_作業依頼_
東芝の法人向けPCについてのページ抜粋で、15.6型として発表されたモデルの名称は何か。

東芝、節電推進型ビジネスPC新モデル 漏えい対策ソフトも
東芝が法人向けの大画面スタンダードPC 2機種を投入。9時間動作のバッテリーで「業務時間まるごとピークシフト動作」が可能。内部不正対策を強化できる情報漏えい対策ツールも用意する。
東芝は6月4日、法人向けの大画面スタンダードPC2機種を発表。15.6型の「dynabook Satellite B35/R」、17.3型の「dynabook Satellite B37/R」を2015年6月8日から下旬にかけて順次発売する。

_利用データ_

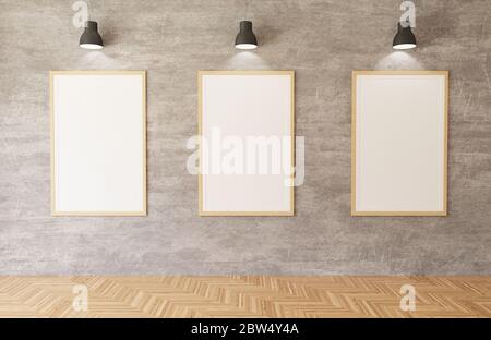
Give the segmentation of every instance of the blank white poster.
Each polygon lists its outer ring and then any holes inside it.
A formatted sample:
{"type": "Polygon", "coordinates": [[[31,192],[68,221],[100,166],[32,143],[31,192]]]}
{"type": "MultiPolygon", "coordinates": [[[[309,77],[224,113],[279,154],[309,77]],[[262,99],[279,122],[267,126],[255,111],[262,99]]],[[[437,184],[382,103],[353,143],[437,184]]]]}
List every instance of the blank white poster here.
{"type": "Polygon", "coordinates": [[[53,71],[52,215],[146,215],[144,71],[53,71]]]}
{"type": "Polygon", "coordinates": [[[354,72],[352,215],[446,215],[447,72],[354,72]]]}
{"type": "Polygon", "coordinates": [[[294,72],[200,72],[200,215],[294,214],[294,72]]]}

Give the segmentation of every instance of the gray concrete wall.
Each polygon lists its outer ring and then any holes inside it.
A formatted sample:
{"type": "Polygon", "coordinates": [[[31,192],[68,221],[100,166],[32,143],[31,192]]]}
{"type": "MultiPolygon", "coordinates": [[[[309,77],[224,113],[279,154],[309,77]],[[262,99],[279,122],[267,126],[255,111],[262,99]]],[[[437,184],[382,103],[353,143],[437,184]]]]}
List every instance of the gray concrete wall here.
{"type": "Polygon", "coordinates": [[[393,53],[396,0],[92,1],[107,47],[77,47],[72,1],[0,0],[0,274],[491,274],[491,1],[417,1],[419,47],[393,53]],[[49,70],[148,71],[148,217],[53,218],[49,70]],[[200,218],[188,137],[196,71],[297,72],[306,183],[291,218],[200,218]],[[351,70],[451,71],[450,216],[352,218],[351,70]]]}

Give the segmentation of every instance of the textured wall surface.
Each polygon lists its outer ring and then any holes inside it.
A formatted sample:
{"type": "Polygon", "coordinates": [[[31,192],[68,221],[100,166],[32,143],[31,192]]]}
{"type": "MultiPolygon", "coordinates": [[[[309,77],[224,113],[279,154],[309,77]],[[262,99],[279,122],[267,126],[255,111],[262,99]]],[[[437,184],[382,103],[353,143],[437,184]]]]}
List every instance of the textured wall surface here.
{"type": "MultiPolygon", "coordinates": [[[[107,47],[77,47],[72,1],[0,0],[0,274],[491,274],[491,1],[88,1],[107,47]],[[147,70],[148,216],[53,218],[49,70],[147,70]],[[197,70],[295,70],[306,182],[291,218],[200,218],[188,174],[197,70]],[[351,70],[450,70],[450,216],[350,217],[351,70]]],[[[417,137],[417,136],[415,136],[417,137]]]]}

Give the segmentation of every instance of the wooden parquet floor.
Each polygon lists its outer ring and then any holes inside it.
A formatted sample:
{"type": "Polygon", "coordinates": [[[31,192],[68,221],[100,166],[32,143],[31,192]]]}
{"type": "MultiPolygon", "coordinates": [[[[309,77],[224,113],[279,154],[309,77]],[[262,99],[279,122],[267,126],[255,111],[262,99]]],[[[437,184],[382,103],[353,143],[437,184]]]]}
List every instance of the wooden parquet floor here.
{"type": "Polygon", "coordinates": [[[0,277],[0,317],[491,317],[491,277],[0,277]]]}

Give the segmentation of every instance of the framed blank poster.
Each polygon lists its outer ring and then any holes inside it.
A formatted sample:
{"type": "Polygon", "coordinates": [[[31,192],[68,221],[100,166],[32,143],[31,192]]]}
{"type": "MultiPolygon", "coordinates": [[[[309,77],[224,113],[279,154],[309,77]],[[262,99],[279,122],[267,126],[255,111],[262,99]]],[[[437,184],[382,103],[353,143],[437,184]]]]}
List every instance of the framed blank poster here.
{"type": "Polygon", "coordinates": [[[446,216],[447,71],[354,71],[351,215],[446,216]]]}
{"type": "Polygon", "coordinates": [[[292,71],[201,71],[200,215],[294,215],[292,71]]]}
{"type": "Polygon", "coordinates": [[[53,216],[146,215],[145,71],[51,71],[53,216]]]}

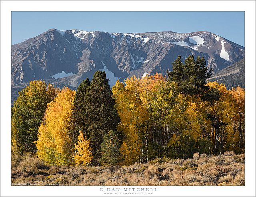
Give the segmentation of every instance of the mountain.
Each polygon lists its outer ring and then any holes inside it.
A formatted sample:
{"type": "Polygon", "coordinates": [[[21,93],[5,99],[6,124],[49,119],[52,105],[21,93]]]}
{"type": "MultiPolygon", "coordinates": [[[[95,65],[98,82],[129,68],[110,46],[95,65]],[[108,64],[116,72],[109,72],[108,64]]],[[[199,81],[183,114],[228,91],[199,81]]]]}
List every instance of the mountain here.
{"type": "Polygon", "coordinates": [[[209,81],[224,84],[228,89],[238,86],[244,88],[244,58],[219,71],[209,81]]]}
{"type": "Polygon", "coordinates": [[[43,79],[76,88],[100,70],[106,72],[112,87],[118,79],[134,75],[165,74],[172,70],[178,55],[184,61],[191,54],[204,57],[216,73],[244,57],[244,47],[207,32],[121,33],[52,29],[12,46],[12,85],[14,90],[30,81],[43,79]]]}

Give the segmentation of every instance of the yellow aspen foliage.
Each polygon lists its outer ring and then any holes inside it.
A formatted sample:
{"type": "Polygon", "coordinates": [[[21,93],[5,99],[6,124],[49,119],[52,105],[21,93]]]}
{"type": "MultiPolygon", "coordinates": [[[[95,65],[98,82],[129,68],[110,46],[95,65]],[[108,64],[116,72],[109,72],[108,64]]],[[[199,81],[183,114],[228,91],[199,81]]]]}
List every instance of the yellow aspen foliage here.
{"type": "Polygon", "coordinates": [[[90,140],[86,139],[86,136],[84,137],[84,133],[82,131],[79,132],[77,144],[75,144],[76,150],[74,156],[76,165],[84,165],[89,164],[92,159],[91,150],[92,149],[89,147],[90,140]]]}
{"type": "Polygon", "coordinates": [[[126,81],[127,83],[125,87],[118,81],[112,91],[121,119],[118,129],[122,131],[125,136],[120,151],[124,158],[124,164],[130,165],[139,161],[142,144],[140,133],[148,115],[141,100],[136,95],[138,93],[136,91],[138,80],[134,77],[126,81]]]}
{"type": "Polygon", "coordinates": [[[74,164],[75,136],[70,122],[75,93],[64,87],[47,105],[36,142],[37,155],[47,164],[57,165],[74,164]]]}

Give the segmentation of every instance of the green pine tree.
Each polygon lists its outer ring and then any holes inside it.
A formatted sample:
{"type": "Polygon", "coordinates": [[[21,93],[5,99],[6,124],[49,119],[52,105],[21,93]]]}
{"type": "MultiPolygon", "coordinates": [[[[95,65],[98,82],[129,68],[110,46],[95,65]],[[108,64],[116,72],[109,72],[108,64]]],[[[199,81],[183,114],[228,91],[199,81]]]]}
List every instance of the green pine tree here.
{"type": "Polygon", "coordinates": [[[183,94],[202,96],[208,89],[208,87],[205,86],[206,79],[212,73],[211,68],[208,71],[206,65],[204,57],[198,56],[195,61],[194,56],[190,55],[183,64],[181,61],[181,56],[178,56],[172,63],[173,71],[167,72],[169,80],[176,81],[183,94]]]}
{"type": "Polygon", "coordinates": [[[96,71],[90,83],[86,79],[80,86],[74,102],[74,128],[90,140],[94,165],[101,157],[102,135],[116,130],[120,121],[108,81],[105,72],[96,71]]]}
{"type": "Polygon", "coordinates": [[[86,114],[85,109],[84,107],[86,104],[86,93],[87,88],[91,84],[89,79],[87,78],[80,84],[77,88],[74,101],[74,109],[72,114],[72,125],[74,141],[77,141],[77,137],[80,131],[83,132],[86,130],[88,125],[87,122],[87,116],[86,114]]]}
{"type": "Polygon", "coordinates": [[[122,162],[122,154],[120,151],[122,141],[118,138],[118,135],[113,130],[103,135],[104,142],[101,146],[102,155],[99,160],[102,165],[114,166],[122,162]]]}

_回答_
dynabook Satellite B35/R